#### 제공 자료

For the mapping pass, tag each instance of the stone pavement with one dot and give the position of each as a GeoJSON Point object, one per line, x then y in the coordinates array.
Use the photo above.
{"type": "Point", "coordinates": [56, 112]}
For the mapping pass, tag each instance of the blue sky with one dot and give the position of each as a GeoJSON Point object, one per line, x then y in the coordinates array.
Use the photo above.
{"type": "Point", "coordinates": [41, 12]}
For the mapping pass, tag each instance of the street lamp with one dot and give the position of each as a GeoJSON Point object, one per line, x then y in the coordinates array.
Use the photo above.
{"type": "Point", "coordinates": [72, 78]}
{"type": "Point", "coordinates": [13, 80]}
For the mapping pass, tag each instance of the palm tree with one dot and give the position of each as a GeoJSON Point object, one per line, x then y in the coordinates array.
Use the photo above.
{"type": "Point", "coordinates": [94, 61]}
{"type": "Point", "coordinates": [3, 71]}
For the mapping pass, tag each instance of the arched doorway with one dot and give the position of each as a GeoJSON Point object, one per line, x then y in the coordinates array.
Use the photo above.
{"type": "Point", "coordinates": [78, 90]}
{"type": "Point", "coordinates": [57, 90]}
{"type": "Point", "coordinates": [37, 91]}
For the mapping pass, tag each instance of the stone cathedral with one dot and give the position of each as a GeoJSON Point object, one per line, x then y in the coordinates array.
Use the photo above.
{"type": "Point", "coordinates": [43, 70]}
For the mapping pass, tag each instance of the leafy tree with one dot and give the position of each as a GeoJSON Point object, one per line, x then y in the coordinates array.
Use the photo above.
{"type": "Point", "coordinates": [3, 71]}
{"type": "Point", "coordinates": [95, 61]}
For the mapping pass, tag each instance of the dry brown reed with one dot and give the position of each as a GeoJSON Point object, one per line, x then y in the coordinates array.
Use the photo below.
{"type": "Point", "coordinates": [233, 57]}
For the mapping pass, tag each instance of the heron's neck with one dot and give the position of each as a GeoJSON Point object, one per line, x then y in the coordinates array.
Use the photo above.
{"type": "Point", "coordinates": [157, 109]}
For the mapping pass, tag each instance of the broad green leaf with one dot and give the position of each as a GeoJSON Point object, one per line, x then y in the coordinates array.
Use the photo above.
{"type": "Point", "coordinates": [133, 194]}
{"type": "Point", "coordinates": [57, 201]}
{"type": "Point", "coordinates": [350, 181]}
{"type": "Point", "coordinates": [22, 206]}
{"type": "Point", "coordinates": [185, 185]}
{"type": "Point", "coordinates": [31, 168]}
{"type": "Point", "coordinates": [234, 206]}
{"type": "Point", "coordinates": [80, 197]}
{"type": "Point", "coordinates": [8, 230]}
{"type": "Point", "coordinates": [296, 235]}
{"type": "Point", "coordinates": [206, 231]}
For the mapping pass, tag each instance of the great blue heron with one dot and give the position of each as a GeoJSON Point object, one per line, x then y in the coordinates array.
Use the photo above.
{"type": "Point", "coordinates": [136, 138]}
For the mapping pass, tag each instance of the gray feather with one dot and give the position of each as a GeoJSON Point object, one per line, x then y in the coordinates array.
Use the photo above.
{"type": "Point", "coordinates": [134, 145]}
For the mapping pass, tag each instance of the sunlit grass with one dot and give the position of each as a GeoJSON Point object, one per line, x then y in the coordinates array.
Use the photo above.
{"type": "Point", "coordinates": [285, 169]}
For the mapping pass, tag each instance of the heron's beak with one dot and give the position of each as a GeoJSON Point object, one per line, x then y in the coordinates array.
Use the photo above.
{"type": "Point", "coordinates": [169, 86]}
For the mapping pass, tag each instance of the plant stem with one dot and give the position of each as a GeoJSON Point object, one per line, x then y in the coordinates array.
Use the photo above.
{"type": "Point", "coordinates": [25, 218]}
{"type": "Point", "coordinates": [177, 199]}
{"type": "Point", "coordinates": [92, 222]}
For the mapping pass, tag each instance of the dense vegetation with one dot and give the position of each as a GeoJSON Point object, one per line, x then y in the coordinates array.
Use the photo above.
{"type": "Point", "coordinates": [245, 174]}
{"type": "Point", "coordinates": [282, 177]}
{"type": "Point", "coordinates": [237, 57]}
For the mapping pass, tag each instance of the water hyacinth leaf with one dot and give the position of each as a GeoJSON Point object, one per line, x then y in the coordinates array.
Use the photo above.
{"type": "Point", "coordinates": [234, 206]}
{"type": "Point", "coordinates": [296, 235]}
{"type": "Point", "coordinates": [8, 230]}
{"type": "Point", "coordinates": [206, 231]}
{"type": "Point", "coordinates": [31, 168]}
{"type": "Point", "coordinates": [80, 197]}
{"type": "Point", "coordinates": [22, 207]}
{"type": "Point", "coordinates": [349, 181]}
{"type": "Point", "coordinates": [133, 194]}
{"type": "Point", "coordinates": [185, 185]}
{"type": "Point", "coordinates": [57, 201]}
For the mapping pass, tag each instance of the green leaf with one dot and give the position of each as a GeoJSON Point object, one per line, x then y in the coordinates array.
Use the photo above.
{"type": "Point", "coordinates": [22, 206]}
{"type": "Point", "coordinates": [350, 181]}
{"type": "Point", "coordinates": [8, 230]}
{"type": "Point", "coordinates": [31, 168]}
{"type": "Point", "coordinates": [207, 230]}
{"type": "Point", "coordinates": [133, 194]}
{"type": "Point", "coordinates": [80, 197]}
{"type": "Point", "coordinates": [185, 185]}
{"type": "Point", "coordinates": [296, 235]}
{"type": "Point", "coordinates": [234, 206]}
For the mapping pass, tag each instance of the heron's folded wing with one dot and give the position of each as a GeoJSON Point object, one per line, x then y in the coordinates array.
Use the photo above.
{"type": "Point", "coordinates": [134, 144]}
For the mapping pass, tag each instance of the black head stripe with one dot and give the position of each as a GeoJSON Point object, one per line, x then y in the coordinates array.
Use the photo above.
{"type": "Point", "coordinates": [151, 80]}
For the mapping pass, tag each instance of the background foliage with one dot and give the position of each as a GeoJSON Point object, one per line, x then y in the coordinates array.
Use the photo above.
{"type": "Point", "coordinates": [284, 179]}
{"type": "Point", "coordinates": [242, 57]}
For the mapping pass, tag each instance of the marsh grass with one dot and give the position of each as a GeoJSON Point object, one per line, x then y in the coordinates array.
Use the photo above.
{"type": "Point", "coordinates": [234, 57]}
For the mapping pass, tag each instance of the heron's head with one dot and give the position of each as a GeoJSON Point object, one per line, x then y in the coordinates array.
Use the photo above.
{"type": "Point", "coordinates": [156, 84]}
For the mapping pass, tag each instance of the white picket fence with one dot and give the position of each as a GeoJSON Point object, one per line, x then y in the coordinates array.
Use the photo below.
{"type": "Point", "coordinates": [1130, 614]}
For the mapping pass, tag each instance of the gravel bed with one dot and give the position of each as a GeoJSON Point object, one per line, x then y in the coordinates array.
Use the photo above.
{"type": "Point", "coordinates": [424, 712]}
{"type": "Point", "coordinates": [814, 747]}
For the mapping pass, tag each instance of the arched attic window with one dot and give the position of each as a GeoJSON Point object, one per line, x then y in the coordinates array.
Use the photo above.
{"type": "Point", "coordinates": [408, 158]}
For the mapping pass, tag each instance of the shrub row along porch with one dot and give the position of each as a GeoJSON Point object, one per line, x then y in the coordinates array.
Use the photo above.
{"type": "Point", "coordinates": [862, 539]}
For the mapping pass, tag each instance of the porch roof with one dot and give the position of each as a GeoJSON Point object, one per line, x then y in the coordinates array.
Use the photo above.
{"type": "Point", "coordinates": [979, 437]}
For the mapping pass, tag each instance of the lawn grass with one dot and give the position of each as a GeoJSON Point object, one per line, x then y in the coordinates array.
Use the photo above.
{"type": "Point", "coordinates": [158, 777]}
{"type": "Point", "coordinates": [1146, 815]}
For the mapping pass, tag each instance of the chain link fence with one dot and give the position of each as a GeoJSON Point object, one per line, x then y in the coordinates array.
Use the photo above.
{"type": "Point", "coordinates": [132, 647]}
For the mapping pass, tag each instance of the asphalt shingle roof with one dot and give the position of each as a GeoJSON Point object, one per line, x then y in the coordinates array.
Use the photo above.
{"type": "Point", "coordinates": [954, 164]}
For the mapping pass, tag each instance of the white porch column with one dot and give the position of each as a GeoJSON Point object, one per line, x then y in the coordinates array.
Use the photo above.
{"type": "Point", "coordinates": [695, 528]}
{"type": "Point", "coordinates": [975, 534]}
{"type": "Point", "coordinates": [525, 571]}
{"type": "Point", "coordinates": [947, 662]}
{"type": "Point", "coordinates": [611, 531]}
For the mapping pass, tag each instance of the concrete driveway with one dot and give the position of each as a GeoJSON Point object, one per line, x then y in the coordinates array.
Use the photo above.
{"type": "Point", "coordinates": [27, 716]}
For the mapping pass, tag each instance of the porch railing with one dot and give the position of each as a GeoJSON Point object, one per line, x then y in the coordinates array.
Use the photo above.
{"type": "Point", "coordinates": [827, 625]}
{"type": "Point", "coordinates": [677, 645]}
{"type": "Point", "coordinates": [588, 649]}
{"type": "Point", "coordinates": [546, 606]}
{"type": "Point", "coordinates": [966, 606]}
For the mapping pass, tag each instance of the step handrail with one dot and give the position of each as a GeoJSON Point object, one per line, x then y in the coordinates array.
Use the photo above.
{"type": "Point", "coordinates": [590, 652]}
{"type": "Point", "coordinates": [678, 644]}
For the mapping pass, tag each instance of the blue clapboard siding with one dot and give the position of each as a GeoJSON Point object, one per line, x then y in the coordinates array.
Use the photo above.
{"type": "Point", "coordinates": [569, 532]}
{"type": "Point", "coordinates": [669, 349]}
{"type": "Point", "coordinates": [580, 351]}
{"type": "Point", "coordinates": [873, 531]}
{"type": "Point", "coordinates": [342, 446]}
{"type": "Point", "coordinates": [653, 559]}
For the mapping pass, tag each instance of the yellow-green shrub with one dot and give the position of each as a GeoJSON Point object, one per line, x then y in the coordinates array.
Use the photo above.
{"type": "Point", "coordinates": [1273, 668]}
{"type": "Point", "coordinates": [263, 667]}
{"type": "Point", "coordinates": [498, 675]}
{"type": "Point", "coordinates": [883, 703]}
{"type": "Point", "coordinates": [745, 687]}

########

» **목표**: 위 항목 중 "For the mapping pass, tag each instance of the step"이 있는 줄부터 항목 끝까지를 "내용"과 "결과" 두 열의 CSV로 정리하세요. 항목마다 한 행으로 하고, 텍스트와 답을 각각 따옴표로 묶은 한 필드에 넣되 줄바꿈은 공백으로 바꾸세요.

» **최종 결과**:
내용,결과
"For the mapping pass, tag each instance of the step handrail with one dot and give the position of each as a GeoJSON Point object, one per line, x then y in the coordinates array. Use the photo above.","{""type"": ""Point"", ""coordinates"": [590, 652]} {""type"": ""Point"", ""coordinates"": [678, 644]}"
"For the mapping pass, tag each instance of the blue clapboard siding with one dot and give the position of each as a GeoJSON Point object, one per line, x then y in the coordinates array. Use the photo above.","{""type"": ""Point"", ""coordinates"": [569, 532]} {""type"": ""Point"", ""coordinates"": [669, 349]} {""type"": ""Point"", ""coordinates"": [580, 351]} {""type"": ""Point"", ""coordinates"": [873, 531]} {""type"": ""Point"", ""coordinates"": [342, 446]} {""type"": ""Point"", ""coordinates"": [653, 559]}"
"For the mapping pass, tag each instance of the yellow-green shrub with one dot and give the position of each as a GeoJSON Point object, one per line, x then y in the coordinates array. Use the photo above.","{""type"": ""Point"", ""coordinates"": [1273, 668]} {""type"": ""Point"", ""coordinates"": [263, 667]} {""type"": ""Point"", ""coordinates"": [498, 675]} {""type"": ""Point"", ""coordinates"": [883, 703]} {""type"": ""Point"", ""coordinates"": [745, 687]}"